#### Data to examine
• • • • •
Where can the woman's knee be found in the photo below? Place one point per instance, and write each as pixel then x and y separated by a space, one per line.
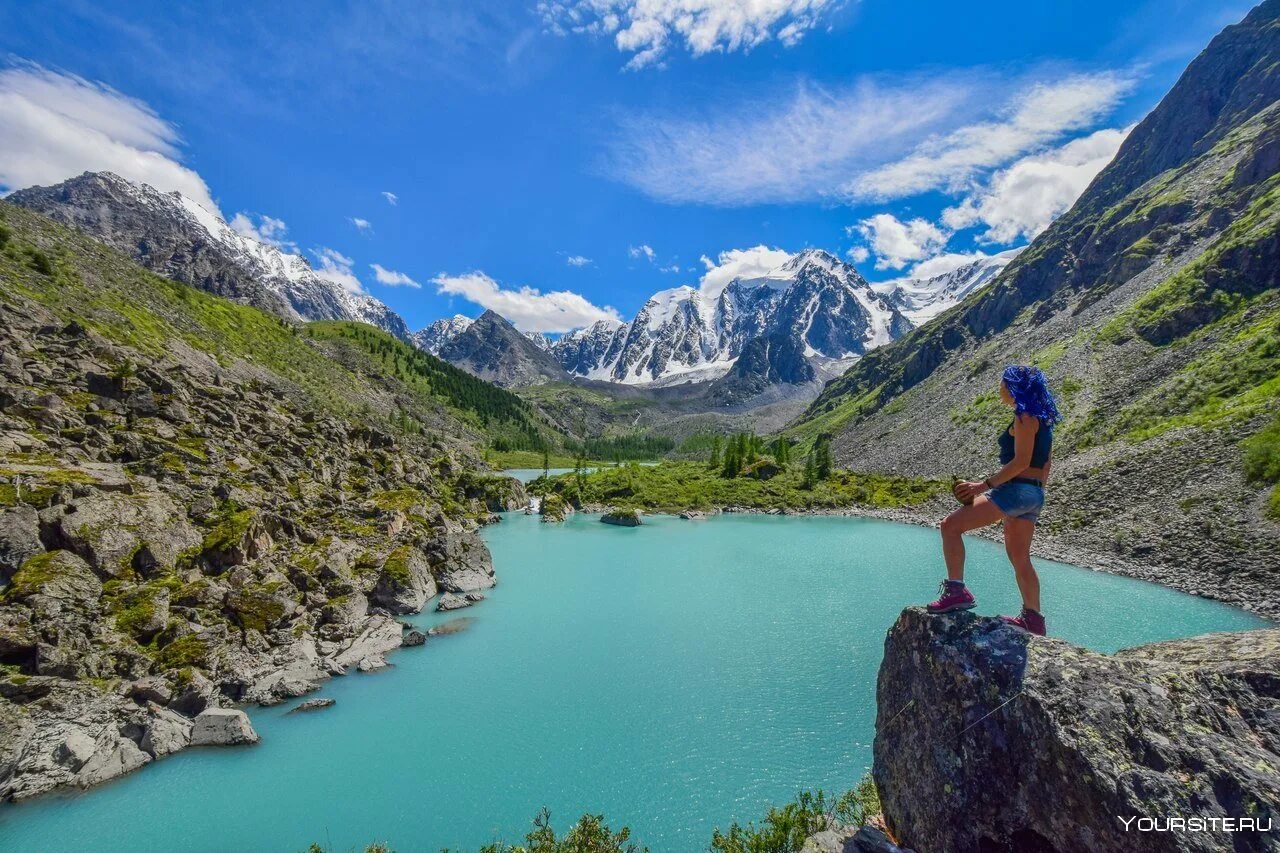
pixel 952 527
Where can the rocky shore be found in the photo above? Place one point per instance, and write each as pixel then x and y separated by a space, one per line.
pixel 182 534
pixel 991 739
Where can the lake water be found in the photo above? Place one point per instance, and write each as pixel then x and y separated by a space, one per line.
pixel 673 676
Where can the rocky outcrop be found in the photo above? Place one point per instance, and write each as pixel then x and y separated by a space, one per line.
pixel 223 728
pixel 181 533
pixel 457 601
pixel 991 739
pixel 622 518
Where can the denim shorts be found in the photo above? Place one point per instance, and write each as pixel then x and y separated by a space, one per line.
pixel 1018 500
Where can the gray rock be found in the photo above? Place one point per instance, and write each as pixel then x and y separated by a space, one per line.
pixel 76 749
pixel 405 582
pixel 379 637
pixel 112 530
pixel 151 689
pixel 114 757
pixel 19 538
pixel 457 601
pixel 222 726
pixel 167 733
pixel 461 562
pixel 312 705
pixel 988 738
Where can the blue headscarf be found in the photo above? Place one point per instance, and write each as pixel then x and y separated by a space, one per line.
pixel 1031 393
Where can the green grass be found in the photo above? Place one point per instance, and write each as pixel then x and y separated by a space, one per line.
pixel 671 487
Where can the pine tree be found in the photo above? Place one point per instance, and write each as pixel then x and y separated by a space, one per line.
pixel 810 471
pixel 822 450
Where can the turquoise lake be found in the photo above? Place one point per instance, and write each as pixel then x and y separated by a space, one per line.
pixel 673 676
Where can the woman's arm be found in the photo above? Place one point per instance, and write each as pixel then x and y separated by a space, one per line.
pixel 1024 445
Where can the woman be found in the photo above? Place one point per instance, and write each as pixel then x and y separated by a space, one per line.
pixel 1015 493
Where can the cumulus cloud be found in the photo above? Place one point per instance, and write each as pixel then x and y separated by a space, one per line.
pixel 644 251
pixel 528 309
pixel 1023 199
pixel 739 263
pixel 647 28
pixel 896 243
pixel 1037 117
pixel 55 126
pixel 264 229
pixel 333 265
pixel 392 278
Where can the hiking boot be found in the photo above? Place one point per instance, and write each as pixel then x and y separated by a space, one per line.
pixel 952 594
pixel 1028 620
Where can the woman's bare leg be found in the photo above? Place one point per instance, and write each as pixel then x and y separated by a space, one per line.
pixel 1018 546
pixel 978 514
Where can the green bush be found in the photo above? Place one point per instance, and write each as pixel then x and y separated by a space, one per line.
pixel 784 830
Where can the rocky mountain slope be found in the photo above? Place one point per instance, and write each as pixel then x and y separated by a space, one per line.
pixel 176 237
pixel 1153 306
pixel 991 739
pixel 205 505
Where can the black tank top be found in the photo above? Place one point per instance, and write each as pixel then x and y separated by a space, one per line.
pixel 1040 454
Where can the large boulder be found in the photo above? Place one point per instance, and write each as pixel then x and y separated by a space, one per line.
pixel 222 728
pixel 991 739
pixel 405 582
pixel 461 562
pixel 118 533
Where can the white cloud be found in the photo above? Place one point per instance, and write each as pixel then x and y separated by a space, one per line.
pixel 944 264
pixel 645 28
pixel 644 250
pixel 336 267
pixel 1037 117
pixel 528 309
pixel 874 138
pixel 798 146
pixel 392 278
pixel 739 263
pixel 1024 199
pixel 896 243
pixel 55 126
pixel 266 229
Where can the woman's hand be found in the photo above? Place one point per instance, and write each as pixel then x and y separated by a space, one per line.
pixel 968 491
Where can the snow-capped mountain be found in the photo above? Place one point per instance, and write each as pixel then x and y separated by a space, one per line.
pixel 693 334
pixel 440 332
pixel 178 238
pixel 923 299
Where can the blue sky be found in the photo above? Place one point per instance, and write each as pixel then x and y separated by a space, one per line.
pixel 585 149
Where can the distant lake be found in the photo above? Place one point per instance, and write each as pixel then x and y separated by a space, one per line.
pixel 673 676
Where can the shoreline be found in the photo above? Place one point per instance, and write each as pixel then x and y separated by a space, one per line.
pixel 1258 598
• • • • •
An exact copy of every line above, minus the pictures, is the required output.

#### Expected answer
Where can the woman's knee be found in the photo below? Place one point per instance, and write each as pixel then x and y separated by a space, one per line.
pixel 952 527
Where can the rocky shore be found in the photo above? Place one point per instance, and write each as pixel then x and y separated by a space, one per line.
pixel 182 534
pixel 991 739
Where can the lake water be found in the photo above? Place one point per instance, and write each as pixel then x and y separated by a space, one per line.
pixel 673 676
Where can the rocky outcrop be found in the photo above? Place one point per instance, and write each as pixel then x and y separated by a space, one per line.
pixel 223 728
pixel 181 533
pixel 457 601
pixel 991 739
pixel 622 518
Where can the denim shorts be found in the photo above? Place one point per instance, and write each as pixel then x and y separated by a space, one per line.
pixel 1018 500
Where can the gray rock be found in the photo above? Place one point per instance, and write each as pixel then x and y separated by a space, one per line.
pixel 76 749
pixel 405 582
pixel 379 637
pixel 112 530
pixel 151 689
pixel 114 757
pixel 19 538
pixel 457 601
pixel 222 726
pixel 167 733
pixel 461 562
pixel 312 705
pixel 988 738
Where can the blue headscarf be found in the photo above? Place one point per instance, and write each as pixel then x and y separated by a space, one per line.
pixel 1031 393
Where can the green grass be found in the photo above? Place one point per instance, and write each as pixel then x and y separated by a space, one per line.
pixel 671 487
Where can the pine tree be found in the photo above? Place one point per instance, and write each as pixel then x and y separated by a space, one per line.
pixel 810 471
pixel 822 450
Where can the turquoise lake be found in the photo above? Place one point per instance, and write each as pixel then x and y separated by a space, one per line.
pixel 673 676
Where can the woman's arm be found in the photo above? Place one point per instance, and write each as pixel then x and y separated by a space, one per line.
pixel 1024 445
Where can the woman be found in the photo above? Place one point per instance, and write each as pixel then x and y separated by a space, one per line.
pixel 1015 493
Where can the cumulus cloud be found in the photo above? Place one point per instance, and write each as pixel then x and y separated by a space, one per line.
pixel 644 251
pixel 528 309
pixel 1023 199
pixel 739 263
pixel 647 28
pixel 896 243
pixel 1037 117
pixel 55 126
pixel 264 229
pixel 333 265
pixel 392 278
Where can the hiking boot be found in the photo above? Place one point per instance, and write each as pixel then x and y separated by a space, one per line.
pixel 952 594
pixel 1028 620
Where can the woman's bare leg be found in the photo above? Place one point per instance, and write each as pixel then x and y separated by a space, one per line.
pixel 1018 546
pixel 978 514
Where can the green bush be found in the photo above? Place one point per instance, and write each as pixel then x and y separated by a space, one per line.
pixel 784 830
Where can the rocky mountain slope be found in the photo above? Place one point per instance, and write each as pixel then x and y separated by a space, one per line.
pixel 176 237
pixel 1153 306
pixel 991 739
pixel 205 505
Where can the black tank top be found in the photo above? Place one point per instance, and write each as pixel then x and y separated by a space, one per line.
pixel 1040 454
Where can the large boulder be found in the photo above? Place one point per instance, and write each as pixel then x and y separated by a space, one per line.
pixel 222 728
pixel 991 739
pixel 405 582
pixel 461 562
pixel 118 533
Where can the white cloud be found in the photo above? Place one point per instance, and write each as pixel then x and y separated by a space, one per line.
pixel 944 264
pixel 645 28
pixel 644 250
pixel 336 267
pixel 1037 117
pixel 528 309
pixel 874 138
pixel 798 146
pixel 392 278
pixel 739 263
pixel 1024 199
pixel 896 243
pixel 55 126
pixel 266 229
Where can the woman's hand be found in the photo above? Place one point per instance, and write each as pixel then x and y separated by a space, one per line.
pixel 968 491
Where can the snow-capped mountain be found in the photo above? Place one point per instance, and write each as pixel then x and y separated by a space, one per line.
pixel 693 334
pixel 440 332
pixel 178 238
pixel 923 299
Where can the blue sky be found in the photo above? Place one point per instance, and write each as pixel then x and y separated by a space, one per line.
pixel 585 149
Where can the distant lake be found in the photo above? Place one point per instance, and write each as pixel then x and y separated by a space, one per line.
pixel 673 676
Where can the shoreline be found in the photo above? Place one point per instance, and write each as pixel then x and y separated by a space, one per line.
pixel 1258 598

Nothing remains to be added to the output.